> _Activity A_:
Please pick out every line in the rows below that contains the string "clicks", and copy each one.

> _Excerpted text_:
—————

My first *Sapphire* badge!  ....and a few other upgrades


----------



## ThE_MaD_ShOt (Jul 31, 2012)

Congrats man


----------



## [Ion] (Aug 3, 2012)

Congrats Norton--don't those just look great!


----------



## Norton (Aug 3, 2012)

[Ion] said:


> Congrats Norton--don't those just look great!



Thanks Bud- but it gonna be a while until I get more of them pretty Blue ones


----------



## T4C Fantasy (Aug 3, 2012)

"thank" or reply to this message if you want your stats posted on my site with links to your badges and even more stats ^.^

link is my sig labeled Grid Stats

if you dont see your name if you thanked my other posts, refresh the page it will load up

would be nice if the stats from the database were updated in real time, but as soon as it does update it automatically updates on my site too ^^


----------



## [Ion] (Aug 6, 2012)

Ruby in C4CW


----------



## agent00skid (Aug 6, 2012)

Had 3 that were 13d+, and wanted to wait for all 3. And it finally came.


----------



## ThE_MaD_ShOt (Aug 13, 2012)

I have received a few more badges since the last time I have posted and a few more are coming soon.


----------



## [Ion] (Aug 13, 2012)

You do have quite the collection of ones that will soon be upgraded 

Nothing new here, just slogging along towards emerald in C4SW.


----------



## [Ion] (Aug 17, 2012)

There has been a sufficient shortage in C4SW WUs that I now have a Bronze badge in SNS


----------



## Jstn7477 (Aug 17, 2012)




----------



## [Ion] (Aug 17, 2012)

All of the green & red badges really look great together!


----------



## Radical_Edward (Aug 17, 2012)

Mine currently.


----------



## Chicken Patty (Aug 17, 2012)

[Ion] said:


> All of the green & red badges really look great together!



Now that you mention that, yes they do. LOL.


----------



## VulkanBros (Aug 17, 2012)

Sapphire is my favorite color  I know - stop bragging


----------



## [Ion] (Aug 21, 2012)

Silver in DSFL:


----------



## Norton (Aug 22, 2012)

*Upgrades* 
A few more Ruby upgrades and finally got that Bronze in CEP 2 upgraded to Silver


----------



## [Ion] (Sep 2, 2012)

Two new badges (Emerald in C4SW, silver in SN2S):


----------



## [Ion] (Sep 14, 2012)

Gold in DSFL:





Surely _someone_ else has badges to show off?


----------



## AlienIsGOD (Sep 14, 2012)

haven't shown badges for awhile


----------



## Jstn7477 (Sep 14, 2012)

1st Sapphire!


----------



## [Ion] (Sep 14, 2012)

Snazzy! 

And FAAH isn't far from sapphire either!

—————

> _Provided records_:
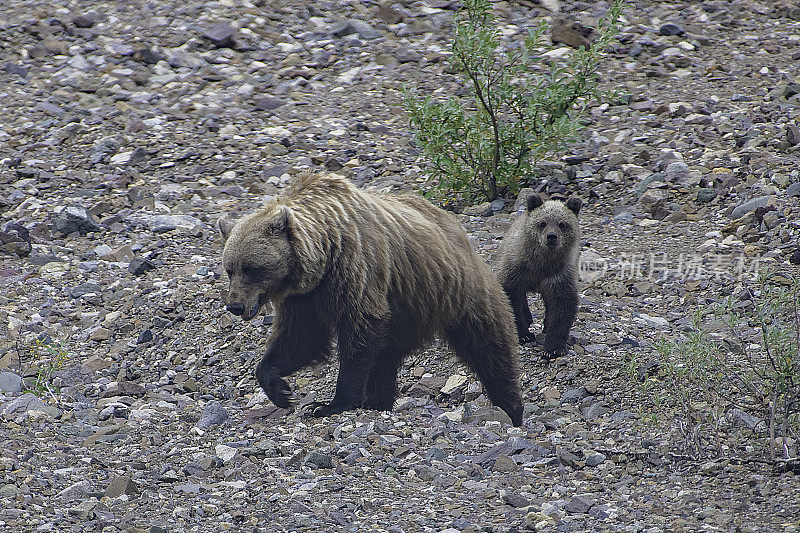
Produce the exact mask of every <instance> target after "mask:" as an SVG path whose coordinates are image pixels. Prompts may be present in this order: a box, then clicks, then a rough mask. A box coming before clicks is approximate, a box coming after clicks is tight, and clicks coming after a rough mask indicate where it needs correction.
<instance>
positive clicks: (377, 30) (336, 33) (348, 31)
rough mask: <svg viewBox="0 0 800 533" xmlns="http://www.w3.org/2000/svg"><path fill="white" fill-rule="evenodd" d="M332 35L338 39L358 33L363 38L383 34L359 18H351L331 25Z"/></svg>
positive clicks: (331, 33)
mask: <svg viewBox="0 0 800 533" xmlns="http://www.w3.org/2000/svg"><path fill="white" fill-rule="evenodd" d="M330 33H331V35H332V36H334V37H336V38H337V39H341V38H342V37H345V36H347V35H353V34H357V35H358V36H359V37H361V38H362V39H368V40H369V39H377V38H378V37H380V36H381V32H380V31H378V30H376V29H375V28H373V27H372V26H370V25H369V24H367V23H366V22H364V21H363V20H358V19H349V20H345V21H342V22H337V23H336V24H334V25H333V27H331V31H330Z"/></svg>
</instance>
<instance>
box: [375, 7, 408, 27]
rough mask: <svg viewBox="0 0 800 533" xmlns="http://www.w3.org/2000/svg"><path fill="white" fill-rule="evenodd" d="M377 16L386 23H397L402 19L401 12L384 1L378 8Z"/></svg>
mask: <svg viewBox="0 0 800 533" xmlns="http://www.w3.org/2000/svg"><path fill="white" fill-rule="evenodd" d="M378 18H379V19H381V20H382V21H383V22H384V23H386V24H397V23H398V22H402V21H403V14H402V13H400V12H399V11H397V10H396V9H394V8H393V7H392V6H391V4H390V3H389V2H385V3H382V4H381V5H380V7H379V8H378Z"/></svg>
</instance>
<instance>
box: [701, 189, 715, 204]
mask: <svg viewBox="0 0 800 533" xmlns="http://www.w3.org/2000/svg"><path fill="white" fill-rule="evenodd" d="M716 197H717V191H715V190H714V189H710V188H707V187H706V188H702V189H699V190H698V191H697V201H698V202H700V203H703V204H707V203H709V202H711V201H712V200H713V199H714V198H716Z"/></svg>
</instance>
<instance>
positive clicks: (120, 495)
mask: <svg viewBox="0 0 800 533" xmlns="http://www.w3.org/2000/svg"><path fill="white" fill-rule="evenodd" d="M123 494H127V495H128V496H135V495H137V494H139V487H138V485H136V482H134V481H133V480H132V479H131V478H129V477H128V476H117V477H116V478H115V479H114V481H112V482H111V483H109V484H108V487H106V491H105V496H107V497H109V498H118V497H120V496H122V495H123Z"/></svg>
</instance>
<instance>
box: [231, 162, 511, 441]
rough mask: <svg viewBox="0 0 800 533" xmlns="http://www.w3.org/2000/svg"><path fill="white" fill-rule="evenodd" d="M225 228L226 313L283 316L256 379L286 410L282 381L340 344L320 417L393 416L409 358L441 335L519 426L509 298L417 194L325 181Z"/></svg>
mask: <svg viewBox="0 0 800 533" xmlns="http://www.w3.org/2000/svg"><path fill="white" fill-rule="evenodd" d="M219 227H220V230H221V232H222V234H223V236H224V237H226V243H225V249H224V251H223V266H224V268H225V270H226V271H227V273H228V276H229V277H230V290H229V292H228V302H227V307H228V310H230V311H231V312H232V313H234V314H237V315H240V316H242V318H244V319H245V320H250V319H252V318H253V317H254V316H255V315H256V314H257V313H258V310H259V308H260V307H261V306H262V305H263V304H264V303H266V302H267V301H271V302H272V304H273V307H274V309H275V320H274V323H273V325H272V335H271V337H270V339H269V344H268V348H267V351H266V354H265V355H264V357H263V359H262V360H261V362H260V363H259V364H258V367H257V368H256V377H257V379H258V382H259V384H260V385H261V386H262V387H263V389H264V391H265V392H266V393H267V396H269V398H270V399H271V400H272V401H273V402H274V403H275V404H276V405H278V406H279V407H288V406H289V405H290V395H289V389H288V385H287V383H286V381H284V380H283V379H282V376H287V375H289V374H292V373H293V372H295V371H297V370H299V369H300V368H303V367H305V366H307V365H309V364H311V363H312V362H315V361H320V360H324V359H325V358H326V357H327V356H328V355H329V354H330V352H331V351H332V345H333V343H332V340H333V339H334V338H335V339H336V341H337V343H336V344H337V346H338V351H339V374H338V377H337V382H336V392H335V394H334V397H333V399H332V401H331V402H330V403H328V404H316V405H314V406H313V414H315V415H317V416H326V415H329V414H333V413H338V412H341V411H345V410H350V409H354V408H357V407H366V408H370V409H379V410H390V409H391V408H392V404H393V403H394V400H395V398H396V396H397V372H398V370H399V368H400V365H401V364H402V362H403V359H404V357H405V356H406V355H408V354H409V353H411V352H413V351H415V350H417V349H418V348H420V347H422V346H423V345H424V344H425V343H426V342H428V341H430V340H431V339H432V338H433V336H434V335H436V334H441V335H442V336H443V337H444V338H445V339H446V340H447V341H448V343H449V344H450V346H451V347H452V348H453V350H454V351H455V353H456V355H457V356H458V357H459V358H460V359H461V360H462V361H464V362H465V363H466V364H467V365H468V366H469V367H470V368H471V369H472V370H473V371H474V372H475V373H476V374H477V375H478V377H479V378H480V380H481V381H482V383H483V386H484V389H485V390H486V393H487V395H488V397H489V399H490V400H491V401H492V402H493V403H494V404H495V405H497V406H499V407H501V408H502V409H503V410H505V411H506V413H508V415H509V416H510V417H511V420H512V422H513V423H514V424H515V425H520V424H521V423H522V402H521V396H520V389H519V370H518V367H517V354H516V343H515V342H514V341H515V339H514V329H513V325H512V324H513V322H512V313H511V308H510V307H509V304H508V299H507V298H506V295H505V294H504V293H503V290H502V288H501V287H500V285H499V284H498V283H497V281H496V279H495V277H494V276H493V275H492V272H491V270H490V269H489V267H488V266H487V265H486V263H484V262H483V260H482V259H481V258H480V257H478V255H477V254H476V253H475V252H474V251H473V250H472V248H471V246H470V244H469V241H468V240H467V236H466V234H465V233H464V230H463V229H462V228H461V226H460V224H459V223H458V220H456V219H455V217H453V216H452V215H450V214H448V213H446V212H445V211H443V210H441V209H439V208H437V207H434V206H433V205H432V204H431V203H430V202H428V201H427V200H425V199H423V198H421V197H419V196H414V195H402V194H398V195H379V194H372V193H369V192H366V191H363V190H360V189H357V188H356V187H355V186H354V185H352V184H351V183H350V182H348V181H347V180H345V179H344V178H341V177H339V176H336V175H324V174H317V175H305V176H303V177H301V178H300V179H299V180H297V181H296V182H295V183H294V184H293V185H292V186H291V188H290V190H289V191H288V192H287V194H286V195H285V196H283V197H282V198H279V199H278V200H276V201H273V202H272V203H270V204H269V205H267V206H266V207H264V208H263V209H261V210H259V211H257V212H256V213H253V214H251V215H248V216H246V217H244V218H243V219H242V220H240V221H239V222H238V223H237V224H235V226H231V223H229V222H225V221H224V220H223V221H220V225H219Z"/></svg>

—————

> _Activity B_:
From the badge thread above, write out the passage between "I have received" and "emerald in C4SW.", inclusive, word for word.

> _Written response A_:
Produce the exact mask of every <instance> target after "mask:" as an SVG path whose coordinates are image pixels. Prompts may be present in this order: a box, then clicks, then a rough mask. A box coming before clicks is approximate, a box coming after clicks is tight, and clicks coming after a rough mask indicate where it needs correction.
positive clicks: (377, 30) (336, 33) (348, 31)
positive clicks: (331, 33)
positive clicks: (120, 495)

> _Written response B_:
I have received a few more badges since the last time I have posted and a few more are coming soon.


----------



## [Ion] (Aug 13, 2012)

You do have quite the collection of ones that will soon be upgraded 

Nothing new here, just slogging along towards emerald in C4SW.